EXTRACTED INFORMATION:
━━━━━━━━━━━━━━━━
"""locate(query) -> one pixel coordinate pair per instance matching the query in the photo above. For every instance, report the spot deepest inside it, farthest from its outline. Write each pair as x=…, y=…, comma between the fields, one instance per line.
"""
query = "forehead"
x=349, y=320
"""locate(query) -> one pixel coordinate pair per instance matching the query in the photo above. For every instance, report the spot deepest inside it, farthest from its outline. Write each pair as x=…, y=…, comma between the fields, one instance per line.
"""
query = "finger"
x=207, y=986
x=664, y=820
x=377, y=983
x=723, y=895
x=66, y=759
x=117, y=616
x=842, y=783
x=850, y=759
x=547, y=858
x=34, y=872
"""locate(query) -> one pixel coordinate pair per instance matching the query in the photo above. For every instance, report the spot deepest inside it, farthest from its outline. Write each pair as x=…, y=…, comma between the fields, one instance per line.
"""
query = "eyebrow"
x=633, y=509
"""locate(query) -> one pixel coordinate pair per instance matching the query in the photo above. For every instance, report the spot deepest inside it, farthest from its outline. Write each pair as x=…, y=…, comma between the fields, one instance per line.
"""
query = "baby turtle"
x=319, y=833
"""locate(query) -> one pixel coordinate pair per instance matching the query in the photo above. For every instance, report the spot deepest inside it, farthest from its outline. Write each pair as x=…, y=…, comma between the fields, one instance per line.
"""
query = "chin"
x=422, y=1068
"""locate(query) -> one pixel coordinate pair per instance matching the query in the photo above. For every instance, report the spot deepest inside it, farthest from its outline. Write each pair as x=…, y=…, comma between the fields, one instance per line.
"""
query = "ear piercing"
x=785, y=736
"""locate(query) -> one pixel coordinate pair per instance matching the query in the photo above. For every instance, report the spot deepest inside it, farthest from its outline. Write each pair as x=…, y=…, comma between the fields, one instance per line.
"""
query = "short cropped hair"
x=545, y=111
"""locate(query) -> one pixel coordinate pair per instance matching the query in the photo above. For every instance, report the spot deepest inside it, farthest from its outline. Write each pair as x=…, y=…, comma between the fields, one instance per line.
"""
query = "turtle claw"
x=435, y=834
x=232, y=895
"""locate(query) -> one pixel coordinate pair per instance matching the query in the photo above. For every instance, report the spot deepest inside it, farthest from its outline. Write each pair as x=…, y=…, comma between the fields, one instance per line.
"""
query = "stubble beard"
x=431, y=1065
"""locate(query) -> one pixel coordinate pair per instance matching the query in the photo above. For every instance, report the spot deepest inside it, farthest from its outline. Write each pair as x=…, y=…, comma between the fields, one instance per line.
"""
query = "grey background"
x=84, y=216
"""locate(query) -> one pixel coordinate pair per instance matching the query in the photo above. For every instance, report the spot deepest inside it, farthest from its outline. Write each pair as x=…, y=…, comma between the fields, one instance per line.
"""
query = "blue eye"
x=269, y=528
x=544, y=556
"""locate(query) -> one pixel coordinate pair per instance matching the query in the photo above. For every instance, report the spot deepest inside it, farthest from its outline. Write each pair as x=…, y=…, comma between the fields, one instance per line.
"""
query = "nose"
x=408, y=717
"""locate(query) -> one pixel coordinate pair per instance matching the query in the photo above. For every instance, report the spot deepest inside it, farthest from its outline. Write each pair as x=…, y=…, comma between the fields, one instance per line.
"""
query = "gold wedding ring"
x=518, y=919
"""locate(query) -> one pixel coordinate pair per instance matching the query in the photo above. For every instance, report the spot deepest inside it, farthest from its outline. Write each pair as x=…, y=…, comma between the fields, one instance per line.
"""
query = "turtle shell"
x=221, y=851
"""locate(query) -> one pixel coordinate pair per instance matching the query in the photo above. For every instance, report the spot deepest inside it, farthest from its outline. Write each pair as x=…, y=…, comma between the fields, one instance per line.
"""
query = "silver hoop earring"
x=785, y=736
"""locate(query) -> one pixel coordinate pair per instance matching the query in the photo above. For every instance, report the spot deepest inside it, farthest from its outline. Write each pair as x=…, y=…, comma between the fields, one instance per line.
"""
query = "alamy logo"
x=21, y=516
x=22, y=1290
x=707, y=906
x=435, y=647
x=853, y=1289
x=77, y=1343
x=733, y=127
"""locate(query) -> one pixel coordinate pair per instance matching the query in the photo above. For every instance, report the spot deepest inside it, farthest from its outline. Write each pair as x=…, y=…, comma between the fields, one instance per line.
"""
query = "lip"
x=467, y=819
━━━━━━━━━━━━━━━━
WRITTEN EXERCISE: Set out the items as a Markdown table with the columns Row and Line, one line per row, numbered in order and skipping blank lines. Begin at the very first line of the items and stop after the line that has "x=319, y=833".

SOLVED EXERCISE:
| Row | Line |
|---|---|
| 1 | """locate(query) -> one pixel coordinate pair per instance matching the query in the photo above. For every instance, report the spot deepest inside it, farthest from its outline. Write each pair as x=…, y=…, comma between the fields, one instance per line. |
| 2 | """ |
| 3 | query = "forehead" |
| 4 | x=349, y=320 |
| 5 | """locate(query) -> one pixel coordinate pair per instance matching the query in the photo above. For every instance, report the spot deepest inside it, farthest from its outline. Write each pair as x=…, y=…, comma between the fields, one instance per line. |
| 6 | """ |
| 7 | query = "finger" |
| 8 | x=207, y=986 |
| 9 | x=664, y=820 |
| 10 | x=377, y=983 |
| 11 | x=723, y=895 |
| 12 | x=66, y=759 |
| 13 | x=117, y=616 |
| 14 | x=842, y=783 |
| 15 | x=850, y=759 |
| 16 | x=547, y=858 |
| 17 | x=34, y=872 |
| 18 | """locate(query) -> one pixel coordinate pair per instance matching the query in the photo above. For every instance, report the spot deepest inside it, farthest from its outline. Write each pair as x=…, y=…, comma between the fields, one instance per line. |
| 19 | """ |
| 20 | query = "eyebrow" |
| 21 | x=633, y=509 |
| 22 | """locate(query) -> one pixel coordinate pair per instance matching the query in the photo above. For every instance, report the spot deepest inside it, farthest from its outline. Write each pair as x=…, y=…, comma between the fields, one instance per line. |
| 23 | """ |
| 24 | query = "baby turtle" |
| 25 | x=319, y=833 |